Write out all of the material below again with "marker" changed to "point" everywhere it appears. Keep everything else the same.

══ Working data

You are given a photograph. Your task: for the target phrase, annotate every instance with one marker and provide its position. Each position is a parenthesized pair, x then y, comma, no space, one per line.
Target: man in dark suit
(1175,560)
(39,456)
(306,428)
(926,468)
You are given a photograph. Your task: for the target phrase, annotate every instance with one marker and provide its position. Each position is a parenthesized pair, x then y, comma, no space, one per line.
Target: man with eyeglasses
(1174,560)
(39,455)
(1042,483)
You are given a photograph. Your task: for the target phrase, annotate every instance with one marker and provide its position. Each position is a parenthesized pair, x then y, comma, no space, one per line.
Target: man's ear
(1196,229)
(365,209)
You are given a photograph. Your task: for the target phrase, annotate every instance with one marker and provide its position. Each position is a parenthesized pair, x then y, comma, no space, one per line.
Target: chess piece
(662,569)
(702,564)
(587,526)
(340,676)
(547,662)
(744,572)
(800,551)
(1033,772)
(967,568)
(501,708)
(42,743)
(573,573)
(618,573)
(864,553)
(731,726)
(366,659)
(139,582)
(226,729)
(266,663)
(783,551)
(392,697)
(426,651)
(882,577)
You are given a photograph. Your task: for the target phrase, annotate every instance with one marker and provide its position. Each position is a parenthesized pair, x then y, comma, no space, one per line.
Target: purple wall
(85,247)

════

> **Solution to the exercise**:
You are given a photograph. Your task: for the target phrase, annotate every instance with one point and provide its position. Each position is a parenthesized pair, x then y, comma, no space, one per line.
Target: man in dark suit
(1175,560)
(39,456)
(306,428)
(926,468)
You are given a photograph. Your task: for the target phrase, annotate every instance with one point and provide its position. Each position is a parenthesized pair, x then y, comma, no space, one per line.
Target: man with eyeglasses
(1174,560)
(39,455)
(1042,483)
You are given a photograph. Your task: for the target phrase, annotate every instance with one point and provide its position. Each position is a parenthesized pair, x then y, comma, no space, one per line.
Target: man's ear
(1196,229)
(365,209)
You are given a photograph. Your task: for the target phrase, annotate every instance with one point and provide its position. Each position is a parenthesized pair, x then y, comma, no space, one per line.
Target: chess piece
(662,569)
(702,564)
(587,526)
(340,676)
(547,662)
(744,572)
(800,551)
(1033,772)
(967,568)
(501,708)
(42,743)
(573,573)
(618,573)
(864,553)
(731,726)
(366,659)
(139,582)
(226,729)
(266,663)
(783,551)
(392,697)
(426,651)
(882,577)
You are given a photograph. Your task: for the target phrase, annotate every instance with one point and provide its position. Each position is a parenthesized pair, x then y, comma, no space, one per line.
Target: purple wall
(85,247)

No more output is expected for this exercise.